THE TASK:
Rewrite the items from the line that contains "Target: twilight sky" through the end of the items, requests included, scaling every point coordinate in the answers by 1.05 and rounding to whole numbers with halves going up. Leave the pictures out of your answer.

Part of a data file:

##############################

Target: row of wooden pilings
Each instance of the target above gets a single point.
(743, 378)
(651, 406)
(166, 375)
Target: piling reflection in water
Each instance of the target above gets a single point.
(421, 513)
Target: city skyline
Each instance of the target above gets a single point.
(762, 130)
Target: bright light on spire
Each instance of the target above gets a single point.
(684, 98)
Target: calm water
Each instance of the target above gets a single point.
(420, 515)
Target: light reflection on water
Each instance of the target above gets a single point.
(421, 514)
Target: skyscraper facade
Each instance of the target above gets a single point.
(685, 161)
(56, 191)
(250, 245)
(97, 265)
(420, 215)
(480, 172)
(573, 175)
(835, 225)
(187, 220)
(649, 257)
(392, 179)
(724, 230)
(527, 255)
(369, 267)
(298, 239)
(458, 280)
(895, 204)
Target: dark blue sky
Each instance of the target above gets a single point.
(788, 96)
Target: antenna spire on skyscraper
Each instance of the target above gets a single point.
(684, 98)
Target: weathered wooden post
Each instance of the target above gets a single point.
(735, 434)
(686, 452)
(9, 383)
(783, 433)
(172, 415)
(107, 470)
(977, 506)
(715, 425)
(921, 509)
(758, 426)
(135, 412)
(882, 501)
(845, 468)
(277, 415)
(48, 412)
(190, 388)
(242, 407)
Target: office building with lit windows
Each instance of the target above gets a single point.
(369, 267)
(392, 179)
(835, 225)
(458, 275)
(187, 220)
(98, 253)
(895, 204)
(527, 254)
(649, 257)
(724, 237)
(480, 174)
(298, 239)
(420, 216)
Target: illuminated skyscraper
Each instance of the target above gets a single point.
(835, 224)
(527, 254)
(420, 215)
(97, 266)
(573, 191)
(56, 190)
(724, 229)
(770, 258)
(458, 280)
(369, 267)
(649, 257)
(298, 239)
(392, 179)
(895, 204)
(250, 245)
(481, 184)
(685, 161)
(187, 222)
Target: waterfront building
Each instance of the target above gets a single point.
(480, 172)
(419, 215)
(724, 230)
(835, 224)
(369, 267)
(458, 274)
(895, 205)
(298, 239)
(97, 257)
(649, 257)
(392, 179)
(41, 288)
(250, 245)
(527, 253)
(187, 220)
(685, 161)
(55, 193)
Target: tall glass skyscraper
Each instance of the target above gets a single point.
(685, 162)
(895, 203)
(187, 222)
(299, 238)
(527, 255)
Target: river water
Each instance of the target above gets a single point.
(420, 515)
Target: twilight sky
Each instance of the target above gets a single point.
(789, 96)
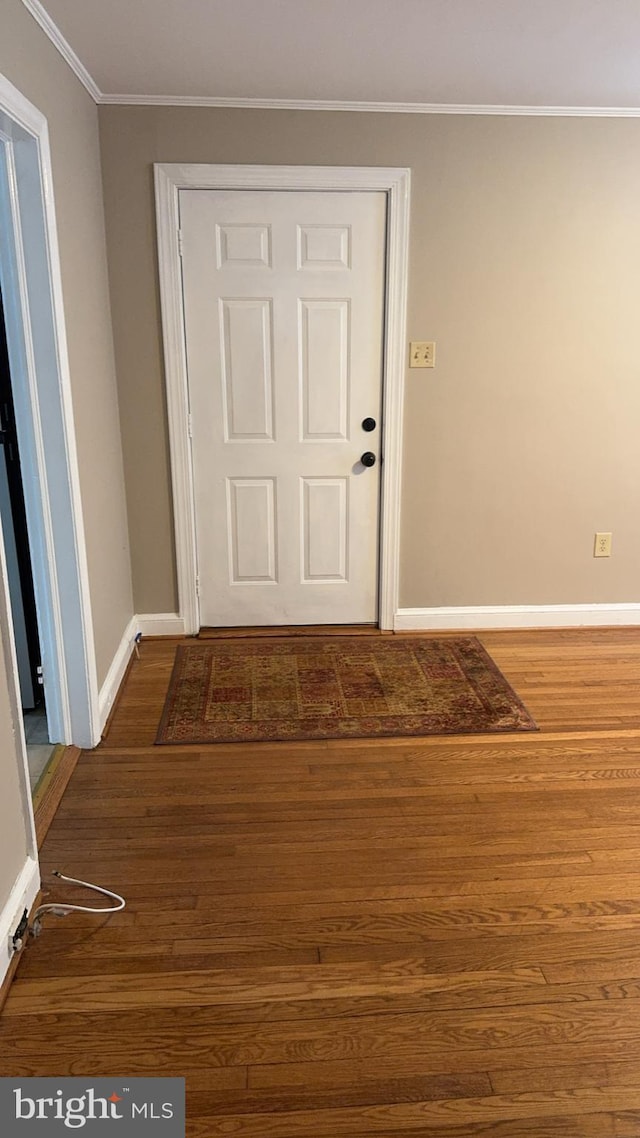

##############################

SOLUTION FOR THIS PROBLEM:
Target: twilight sky
Each instance of the target above gets a single point.
(828, 101)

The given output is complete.